■ What you should do ■
Show every line of the material below that contains the word "young", treating uppercase and lowercase as different.

Shape boundary entries:
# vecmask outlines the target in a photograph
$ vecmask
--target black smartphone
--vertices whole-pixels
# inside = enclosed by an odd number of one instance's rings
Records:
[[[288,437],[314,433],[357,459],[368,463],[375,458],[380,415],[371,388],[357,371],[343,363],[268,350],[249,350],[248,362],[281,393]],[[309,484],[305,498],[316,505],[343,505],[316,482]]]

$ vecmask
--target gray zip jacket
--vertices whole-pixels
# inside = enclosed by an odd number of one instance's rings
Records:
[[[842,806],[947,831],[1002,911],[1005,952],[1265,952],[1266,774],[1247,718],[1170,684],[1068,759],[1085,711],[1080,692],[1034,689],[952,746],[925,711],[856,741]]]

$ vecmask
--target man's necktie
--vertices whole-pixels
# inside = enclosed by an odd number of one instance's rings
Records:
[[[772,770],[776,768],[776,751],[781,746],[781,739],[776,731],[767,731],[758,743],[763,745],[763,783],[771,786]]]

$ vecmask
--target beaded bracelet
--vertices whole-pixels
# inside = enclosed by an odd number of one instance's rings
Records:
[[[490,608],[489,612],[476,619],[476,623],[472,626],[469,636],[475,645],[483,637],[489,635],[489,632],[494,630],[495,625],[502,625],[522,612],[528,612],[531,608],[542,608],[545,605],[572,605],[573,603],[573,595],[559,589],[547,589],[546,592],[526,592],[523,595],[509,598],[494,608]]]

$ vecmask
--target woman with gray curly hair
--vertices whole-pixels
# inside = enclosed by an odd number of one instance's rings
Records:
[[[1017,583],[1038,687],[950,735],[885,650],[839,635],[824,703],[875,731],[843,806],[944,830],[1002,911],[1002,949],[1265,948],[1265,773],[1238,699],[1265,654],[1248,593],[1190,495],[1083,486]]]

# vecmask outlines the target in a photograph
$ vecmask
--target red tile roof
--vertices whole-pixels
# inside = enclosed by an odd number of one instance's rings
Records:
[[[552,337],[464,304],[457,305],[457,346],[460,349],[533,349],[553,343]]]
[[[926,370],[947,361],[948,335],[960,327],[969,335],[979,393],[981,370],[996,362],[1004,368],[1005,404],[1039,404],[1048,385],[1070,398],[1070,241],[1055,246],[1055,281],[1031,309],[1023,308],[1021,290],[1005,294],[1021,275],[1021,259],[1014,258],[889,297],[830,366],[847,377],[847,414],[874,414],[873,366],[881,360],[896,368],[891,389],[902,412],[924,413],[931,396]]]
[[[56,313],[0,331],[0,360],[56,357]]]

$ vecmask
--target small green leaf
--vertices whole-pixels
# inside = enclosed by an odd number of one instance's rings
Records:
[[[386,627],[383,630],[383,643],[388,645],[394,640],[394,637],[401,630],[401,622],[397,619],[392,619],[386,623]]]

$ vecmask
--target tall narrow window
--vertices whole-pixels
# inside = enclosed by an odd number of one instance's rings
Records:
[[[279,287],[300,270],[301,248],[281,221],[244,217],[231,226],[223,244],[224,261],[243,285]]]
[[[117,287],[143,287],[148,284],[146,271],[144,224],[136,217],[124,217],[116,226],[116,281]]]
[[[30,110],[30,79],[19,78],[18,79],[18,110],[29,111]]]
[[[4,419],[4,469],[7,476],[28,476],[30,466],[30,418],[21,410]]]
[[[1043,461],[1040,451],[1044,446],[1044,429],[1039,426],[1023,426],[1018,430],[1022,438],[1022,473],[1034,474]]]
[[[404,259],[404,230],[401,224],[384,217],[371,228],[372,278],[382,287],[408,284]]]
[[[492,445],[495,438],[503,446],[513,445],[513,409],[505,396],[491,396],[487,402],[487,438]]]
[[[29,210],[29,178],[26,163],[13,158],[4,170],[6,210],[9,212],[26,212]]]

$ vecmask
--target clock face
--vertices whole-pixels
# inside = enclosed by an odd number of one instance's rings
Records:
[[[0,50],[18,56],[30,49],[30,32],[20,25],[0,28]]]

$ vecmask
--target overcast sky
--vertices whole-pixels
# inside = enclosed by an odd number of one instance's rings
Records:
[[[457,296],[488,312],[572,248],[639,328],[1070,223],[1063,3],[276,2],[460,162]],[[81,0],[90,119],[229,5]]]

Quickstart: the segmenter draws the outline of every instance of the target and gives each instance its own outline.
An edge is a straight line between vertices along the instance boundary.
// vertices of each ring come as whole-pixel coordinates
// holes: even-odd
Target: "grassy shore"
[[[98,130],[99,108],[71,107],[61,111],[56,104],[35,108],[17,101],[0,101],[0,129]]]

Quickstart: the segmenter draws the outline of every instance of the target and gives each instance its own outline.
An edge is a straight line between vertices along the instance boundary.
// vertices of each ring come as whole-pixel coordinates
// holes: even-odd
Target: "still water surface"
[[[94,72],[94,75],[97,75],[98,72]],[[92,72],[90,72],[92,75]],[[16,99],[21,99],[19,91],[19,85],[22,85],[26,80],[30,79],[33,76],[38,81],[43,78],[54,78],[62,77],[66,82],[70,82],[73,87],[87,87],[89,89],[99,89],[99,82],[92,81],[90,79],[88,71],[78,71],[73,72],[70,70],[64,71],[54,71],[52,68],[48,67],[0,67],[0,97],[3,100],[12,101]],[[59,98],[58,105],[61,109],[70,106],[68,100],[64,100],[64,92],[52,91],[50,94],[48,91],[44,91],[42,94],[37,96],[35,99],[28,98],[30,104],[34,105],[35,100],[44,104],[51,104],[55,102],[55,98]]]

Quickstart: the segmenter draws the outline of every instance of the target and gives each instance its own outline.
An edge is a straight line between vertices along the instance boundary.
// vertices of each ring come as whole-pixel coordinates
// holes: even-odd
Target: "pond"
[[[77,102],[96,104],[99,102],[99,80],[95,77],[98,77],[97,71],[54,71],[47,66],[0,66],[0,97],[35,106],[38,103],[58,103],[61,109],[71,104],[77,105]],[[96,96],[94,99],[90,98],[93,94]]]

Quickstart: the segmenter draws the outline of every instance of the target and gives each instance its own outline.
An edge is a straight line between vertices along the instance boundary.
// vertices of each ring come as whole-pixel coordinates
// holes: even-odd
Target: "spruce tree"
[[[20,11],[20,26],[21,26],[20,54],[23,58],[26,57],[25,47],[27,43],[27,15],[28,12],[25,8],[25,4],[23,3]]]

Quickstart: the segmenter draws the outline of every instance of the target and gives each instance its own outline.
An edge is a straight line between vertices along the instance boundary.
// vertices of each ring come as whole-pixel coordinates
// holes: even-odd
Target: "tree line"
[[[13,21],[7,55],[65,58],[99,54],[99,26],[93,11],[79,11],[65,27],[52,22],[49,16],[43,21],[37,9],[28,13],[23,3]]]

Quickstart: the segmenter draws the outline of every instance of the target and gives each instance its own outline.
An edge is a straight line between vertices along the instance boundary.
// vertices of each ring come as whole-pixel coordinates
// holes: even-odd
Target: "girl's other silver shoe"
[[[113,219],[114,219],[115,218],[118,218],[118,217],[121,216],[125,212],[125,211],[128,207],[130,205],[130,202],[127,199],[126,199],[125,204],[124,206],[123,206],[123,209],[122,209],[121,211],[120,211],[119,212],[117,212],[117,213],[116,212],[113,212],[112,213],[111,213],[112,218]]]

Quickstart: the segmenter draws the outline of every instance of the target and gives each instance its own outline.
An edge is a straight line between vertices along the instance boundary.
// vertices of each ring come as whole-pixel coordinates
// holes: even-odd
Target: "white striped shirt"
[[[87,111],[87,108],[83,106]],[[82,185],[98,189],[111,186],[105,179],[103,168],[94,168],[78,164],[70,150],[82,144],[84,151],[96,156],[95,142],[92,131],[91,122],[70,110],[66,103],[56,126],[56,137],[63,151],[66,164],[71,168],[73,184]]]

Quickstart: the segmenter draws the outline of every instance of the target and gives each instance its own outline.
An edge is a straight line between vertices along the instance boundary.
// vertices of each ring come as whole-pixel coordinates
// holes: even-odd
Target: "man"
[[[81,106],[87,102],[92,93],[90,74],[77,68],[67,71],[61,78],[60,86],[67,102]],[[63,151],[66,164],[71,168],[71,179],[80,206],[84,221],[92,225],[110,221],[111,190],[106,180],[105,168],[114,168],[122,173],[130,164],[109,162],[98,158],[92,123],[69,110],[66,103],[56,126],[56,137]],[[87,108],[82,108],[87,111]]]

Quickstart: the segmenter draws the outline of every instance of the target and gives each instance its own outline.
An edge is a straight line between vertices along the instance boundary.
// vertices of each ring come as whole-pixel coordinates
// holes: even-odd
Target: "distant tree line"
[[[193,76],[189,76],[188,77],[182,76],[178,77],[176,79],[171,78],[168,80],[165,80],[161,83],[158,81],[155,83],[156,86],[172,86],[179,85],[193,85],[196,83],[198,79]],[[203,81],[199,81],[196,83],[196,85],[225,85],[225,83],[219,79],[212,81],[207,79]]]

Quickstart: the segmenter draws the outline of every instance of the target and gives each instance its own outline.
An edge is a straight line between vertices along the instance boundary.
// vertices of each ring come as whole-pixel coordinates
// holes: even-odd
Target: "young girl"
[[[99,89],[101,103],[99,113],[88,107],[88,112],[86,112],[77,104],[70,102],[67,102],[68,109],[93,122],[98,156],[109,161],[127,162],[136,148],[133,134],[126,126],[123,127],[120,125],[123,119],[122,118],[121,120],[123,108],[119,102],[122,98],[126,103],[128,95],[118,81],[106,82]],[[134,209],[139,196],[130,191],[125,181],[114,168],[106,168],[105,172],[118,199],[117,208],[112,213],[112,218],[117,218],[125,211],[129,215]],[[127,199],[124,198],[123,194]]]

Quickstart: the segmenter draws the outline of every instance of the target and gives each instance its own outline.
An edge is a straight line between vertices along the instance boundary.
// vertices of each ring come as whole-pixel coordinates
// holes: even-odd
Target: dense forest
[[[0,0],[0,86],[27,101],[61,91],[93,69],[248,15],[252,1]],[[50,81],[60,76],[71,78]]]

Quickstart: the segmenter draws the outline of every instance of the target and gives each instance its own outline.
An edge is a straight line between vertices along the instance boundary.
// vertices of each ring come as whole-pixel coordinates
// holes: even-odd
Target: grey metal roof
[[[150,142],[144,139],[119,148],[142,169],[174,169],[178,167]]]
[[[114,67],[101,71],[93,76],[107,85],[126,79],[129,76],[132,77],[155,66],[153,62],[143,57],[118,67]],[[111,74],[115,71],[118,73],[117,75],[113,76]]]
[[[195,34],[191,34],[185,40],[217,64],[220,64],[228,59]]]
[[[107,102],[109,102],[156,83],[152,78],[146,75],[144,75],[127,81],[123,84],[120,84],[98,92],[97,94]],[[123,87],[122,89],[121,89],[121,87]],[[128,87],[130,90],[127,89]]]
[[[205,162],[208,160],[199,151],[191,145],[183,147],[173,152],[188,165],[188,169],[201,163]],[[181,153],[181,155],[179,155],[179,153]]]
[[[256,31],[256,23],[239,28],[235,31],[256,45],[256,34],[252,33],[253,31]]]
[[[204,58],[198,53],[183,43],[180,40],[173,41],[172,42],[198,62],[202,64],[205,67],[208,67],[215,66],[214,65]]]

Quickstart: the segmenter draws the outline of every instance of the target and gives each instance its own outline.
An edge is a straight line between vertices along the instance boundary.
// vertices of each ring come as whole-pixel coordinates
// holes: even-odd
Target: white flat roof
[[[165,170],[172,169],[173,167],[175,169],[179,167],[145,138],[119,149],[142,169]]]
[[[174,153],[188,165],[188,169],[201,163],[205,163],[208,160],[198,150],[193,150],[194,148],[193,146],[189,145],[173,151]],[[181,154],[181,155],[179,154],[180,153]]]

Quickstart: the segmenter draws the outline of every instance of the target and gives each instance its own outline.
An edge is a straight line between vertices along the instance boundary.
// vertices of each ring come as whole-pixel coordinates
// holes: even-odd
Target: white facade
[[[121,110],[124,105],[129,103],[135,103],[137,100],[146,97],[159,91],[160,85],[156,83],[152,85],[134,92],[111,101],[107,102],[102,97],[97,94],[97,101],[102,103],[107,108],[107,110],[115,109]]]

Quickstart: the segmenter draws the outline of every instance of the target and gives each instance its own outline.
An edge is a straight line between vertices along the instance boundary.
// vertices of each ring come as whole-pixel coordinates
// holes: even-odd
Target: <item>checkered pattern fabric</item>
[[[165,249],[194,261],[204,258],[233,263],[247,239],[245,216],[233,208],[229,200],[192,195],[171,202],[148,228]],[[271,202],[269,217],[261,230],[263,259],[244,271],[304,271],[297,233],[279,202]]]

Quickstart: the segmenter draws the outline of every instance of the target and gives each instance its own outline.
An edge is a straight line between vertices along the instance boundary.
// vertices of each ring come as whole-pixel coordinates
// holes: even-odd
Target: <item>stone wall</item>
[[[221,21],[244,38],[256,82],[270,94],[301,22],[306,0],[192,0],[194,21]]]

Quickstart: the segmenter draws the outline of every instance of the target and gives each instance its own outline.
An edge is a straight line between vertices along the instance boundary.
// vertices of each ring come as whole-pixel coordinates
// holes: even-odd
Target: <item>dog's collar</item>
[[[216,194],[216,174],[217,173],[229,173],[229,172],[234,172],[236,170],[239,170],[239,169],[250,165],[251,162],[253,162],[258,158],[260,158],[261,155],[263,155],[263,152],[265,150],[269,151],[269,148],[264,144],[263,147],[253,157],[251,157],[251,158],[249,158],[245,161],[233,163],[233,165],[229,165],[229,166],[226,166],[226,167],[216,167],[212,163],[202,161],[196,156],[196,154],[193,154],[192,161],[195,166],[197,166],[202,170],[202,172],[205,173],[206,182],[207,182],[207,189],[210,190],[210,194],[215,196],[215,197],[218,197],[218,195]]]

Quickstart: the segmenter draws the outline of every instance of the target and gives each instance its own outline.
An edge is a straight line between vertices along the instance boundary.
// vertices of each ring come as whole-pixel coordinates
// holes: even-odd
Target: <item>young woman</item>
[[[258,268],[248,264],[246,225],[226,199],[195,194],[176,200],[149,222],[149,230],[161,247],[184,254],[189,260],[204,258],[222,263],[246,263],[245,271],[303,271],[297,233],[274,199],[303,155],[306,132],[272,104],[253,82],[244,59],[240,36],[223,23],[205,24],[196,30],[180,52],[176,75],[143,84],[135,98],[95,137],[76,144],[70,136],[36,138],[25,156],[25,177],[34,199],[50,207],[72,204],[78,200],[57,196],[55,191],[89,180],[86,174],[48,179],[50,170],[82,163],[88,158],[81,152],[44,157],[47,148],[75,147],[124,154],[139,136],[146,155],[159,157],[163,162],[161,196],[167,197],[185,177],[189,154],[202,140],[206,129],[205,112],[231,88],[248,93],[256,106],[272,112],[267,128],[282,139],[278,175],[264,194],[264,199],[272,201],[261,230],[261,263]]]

■ Response ■
Target: "young girl"
Target: <item>young woman</item>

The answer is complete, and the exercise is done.